▶ **EXERCISE DETAILS**
Print the data below line for line, with no change to any character.

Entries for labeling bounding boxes
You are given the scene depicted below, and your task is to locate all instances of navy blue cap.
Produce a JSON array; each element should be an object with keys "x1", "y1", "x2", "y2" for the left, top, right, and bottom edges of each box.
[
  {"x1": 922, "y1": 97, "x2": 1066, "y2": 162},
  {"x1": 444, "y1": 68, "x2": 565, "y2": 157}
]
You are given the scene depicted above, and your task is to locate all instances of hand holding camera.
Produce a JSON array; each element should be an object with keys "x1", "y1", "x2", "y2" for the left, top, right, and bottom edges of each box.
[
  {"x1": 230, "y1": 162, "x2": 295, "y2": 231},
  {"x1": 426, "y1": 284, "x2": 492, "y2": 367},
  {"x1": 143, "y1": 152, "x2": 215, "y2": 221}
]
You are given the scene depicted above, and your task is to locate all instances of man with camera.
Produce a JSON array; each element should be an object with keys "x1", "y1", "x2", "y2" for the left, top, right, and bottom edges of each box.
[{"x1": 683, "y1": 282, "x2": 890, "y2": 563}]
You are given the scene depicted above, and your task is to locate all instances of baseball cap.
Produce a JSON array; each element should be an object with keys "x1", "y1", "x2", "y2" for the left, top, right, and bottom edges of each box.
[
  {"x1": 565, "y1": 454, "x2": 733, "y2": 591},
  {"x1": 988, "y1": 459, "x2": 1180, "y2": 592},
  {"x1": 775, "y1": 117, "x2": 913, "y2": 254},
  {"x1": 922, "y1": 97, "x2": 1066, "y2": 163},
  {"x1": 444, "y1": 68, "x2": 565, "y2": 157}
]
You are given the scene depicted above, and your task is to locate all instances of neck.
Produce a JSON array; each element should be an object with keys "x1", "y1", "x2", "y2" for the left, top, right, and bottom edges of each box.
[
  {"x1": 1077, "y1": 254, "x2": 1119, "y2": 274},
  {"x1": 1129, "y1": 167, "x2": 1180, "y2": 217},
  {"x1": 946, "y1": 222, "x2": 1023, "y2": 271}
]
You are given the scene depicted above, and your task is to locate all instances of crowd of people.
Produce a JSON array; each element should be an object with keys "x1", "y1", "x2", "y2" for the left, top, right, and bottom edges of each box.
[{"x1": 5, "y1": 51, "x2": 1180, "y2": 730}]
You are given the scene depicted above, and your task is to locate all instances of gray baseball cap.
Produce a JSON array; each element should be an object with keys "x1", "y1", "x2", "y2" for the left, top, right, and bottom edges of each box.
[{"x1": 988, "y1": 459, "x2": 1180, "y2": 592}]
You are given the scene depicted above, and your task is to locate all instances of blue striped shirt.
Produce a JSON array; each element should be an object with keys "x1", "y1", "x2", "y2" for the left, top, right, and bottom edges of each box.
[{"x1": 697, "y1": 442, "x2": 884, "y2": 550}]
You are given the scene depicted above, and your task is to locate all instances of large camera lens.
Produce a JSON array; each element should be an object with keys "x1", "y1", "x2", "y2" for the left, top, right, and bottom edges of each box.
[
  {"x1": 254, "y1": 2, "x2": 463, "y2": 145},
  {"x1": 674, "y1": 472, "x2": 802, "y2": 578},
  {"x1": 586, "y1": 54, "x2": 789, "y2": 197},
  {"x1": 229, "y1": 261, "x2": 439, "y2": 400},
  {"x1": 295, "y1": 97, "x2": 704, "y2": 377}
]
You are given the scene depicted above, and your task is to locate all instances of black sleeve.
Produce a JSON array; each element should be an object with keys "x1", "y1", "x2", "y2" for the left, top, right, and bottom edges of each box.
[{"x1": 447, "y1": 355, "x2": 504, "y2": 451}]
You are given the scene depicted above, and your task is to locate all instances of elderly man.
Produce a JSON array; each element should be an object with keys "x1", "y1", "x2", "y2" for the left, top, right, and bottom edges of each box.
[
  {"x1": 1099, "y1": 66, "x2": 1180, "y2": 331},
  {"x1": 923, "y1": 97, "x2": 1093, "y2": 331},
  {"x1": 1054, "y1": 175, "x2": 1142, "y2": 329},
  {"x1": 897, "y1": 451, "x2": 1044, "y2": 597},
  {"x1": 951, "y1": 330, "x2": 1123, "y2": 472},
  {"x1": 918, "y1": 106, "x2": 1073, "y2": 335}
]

▶ **PROBLEM SOLUTION**
You are given the scene depicted below, and your task is to locate all instances of navy blue cap.
Produce a JSON array; each element should be an object with keys "x1", "y1", "x2", "y2" for the left, top, right, and bottom edges of each box.
[
  {"x1": 922, "y1": 97, "x2": 1066, "y2": 162},
  {"x1": 444, "y1": 68, "x2": 565, "y2": 157}
]
You are given the scene depicted above, and your task is to locate all instances of hand holding camera.
Produce a JSON array; each element should be an object with keys "x1", "y1", "x2", "y2" for the left, top, right, and bottom edges of each box.
[
  {"x1": 230, "y1": 162, "x2": 295, "y2": 231},
  {"x1": 426, "y1": 284, "x2": 492, "y2": 367},
  {"x1": 143, "y1": 152, "x2": 215, "y2": 221}
]
You are given the scene depicted above, and your task is to locate all instances of man with camera.
Produce a JSON array; each element should be an object with keys "x1", "y1", "x2", "y2" for the left, top, right, and bottom edges of each box.
[{"x1": 683, "y1": 282, "x2": 890, "y2": 563}]
You are given the scene depicted above, and your task is to locate all instances of baseball cap.
Produce a JSON array; each element should be an object with keys "x1", "y1", "x2", "y2" for the left, top, right, and bottom edges of each box.
[
  {"x1": 565, "y1": 454, "x2": 733, "y2": 591},
  {"x1": 988, "y1": 459, "x2": 1180, "y2": 592},
  {"x1": 775, "y1": 117, "x2": 913, "y2": 254},
  {"x1": 922, "y1": 97, "x2": 1066, "y2": 163},
  {"x1": 444, "y1": 68, "x2": 565, "y2": 157}
]
You are given the scene depicted above, and your task is to locate all instances of neck.
Produce a JSON array; each element should be an object with keys "x1", "y1", "x2", "y2" for the left, top, right, and bottom edges of each box.
[
  {"x1": 1077, "y1": 254, "x2": 1119, "y2": 274},
  {"x1": 1129, "y1": 167, "x2": 1180, "y2": 217},
  {"x1": 946, "y1": 222, "x2": 1023, "y2": 271}
]
You are given the scene depicted above, and your task is to locate all instances of crowd of people.
Produce a JSON array; each element should be an object with keys "x1", "y1", "x2", "y2" for the left, top, right, and bottom edges of each box.
[{"x1": 5, "y1": 51, "x2": 1180, "y2": 730}]
You are given the scene depicted above, and your task is to locate all instances of gray baseball cap.
Produce a JSON array; each element should be an object with keys "x1", "y1", "x2", "y2" for the left, top, right, and bottom edges of each box.
[{"x1": 988, "y1": 459, "x2": 1180, "y2": 592}]
You are given the scene depicted above, and your task is to locate all instances of blue striped shirt.
Produce a JSON array; each element should be an object with keys "x1", "y1", "x2", "y2" for the left, top, right, and bottom edges of each box.
[{"x1": 697, "y1": 442, "x2": 884, "y2": 550}]
You are given the scene depicted above, and your task is to locate all instances of large camera lens.
Produce a JSON array; each element should be an object with keys "x1", "y1", "x2", "y2" for the left, top, right, and bottom edges of each box.
[
  {"x1": 254, "y1": 2, "x2": 463, "y2": 145},
  {"x1": 674, "y1": 472, "x2": 802, "y2": 578},
  {"x1": 586, "y1": 54, "x2": 789, "y2": 197},
  {"x1": 229, "y1": 261, "x2": 439, "y2": 400},
  {"x1": 295, "y1": 97, "x2": 704, "y2": 377}
]
You are given the scene depicted above, and your task is to locate all instances of black sleeve.
Produce a JSON array; each element should be an object with keys "x1", "y1", "x2", "y2" for the left, top, right, and bottom edges of each box.
[{"x1": 447, "y1": 355, "x2": 504, "y2": 451}]
You are given the scene depicted above, and your task is to locate all instances of elderly man.
Produce a JSON array; each element should be an object with keys "x1", "y1", "x2", "y2" for the left, top, right, and bottom edges of each box.
[
  {"x1": 1099, "y1": 66, "x2": 1180, "y2": 331},
  {"x1": 923, "y1": 97, "x2": 1093, "y2": 331},
  {"x1": 1054, "y1": 175, "x2": 1142, "y2": 329},
  {"x1": 897, "y1": 451, "x2": 1044, "y2": 597},
  {"x1": 951, "y1": 330, "x2": 1123, "y2": 472},
  {"x1": 918, "y1": 106, "x2": 1073, "y2": 335}
]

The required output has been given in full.